• _Task requirements_:
Rewrite every one of the rows below, leaving out the pictures, and replace "thickest part" with "widest part" while keeping everything else the same.

• _Exercise materials_:
========

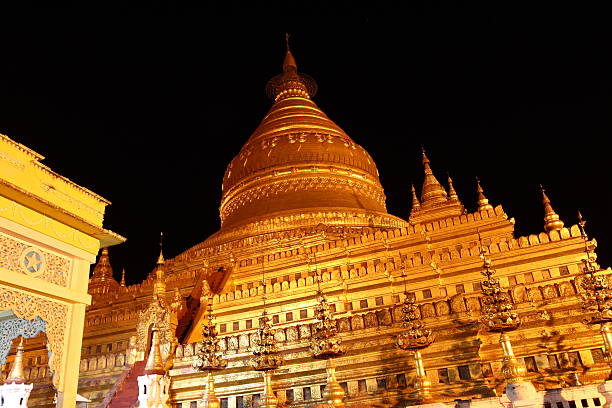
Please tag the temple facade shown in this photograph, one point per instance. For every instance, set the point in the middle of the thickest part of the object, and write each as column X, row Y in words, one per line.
column 312, row 295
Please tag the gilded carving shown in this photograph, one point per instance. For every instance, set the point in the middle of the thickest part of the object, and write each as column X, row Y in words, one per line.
column 458, row 304
column 29, row 307
column 304, row 330
column 384, row 317
column 428, row 310
column 357, row 322
column 442, row 308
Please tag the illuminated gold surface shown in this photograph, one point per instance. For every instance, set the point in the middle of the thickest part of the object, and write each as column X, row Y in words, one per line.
column 358, row 263
column 483, row 202
column 16, row 375
column 155, row 364
column 299, row 161
column 551, row 218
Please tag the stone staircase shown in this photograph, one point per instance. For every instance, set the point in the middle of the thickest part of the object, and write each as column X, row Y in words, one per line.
column 127, row 394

========

• _Worked answer_:
Please tag the temple facade shown in this photograph, one point per instance. For every instance, set the point in the middle of the widest part of the object, and write each as column X, row Y in words, one per line.
column 312, row 295
Please tag the gilded carving shown in this photograph, one point per instance. For every instance, set the point in the middle of the widest part of the object, and write each as column X, row Y in words, one per line.
column 458, row 304
column 29, row 307
column 304, row 330
column 384, row 317
column 428, row 310
column 357, row 322
column 442, row 308
Please tag the illuminated gold surface shown in this photograph, one point per instance. For every instance, set the point in the middle of the widest part of the object, and write each as column X, row Y in words, one per line.
column 358, row 263
column 483, row 202
column 16, row 375
column 155, row 364
column 299, row 161
column 551, row 218
Please tag the stone staircase shown in this photograph, one point per instance. For every instance, set the point in the middle of the widest part of the object, and write each as column X, row Y in words, one per line.
column 127, row 394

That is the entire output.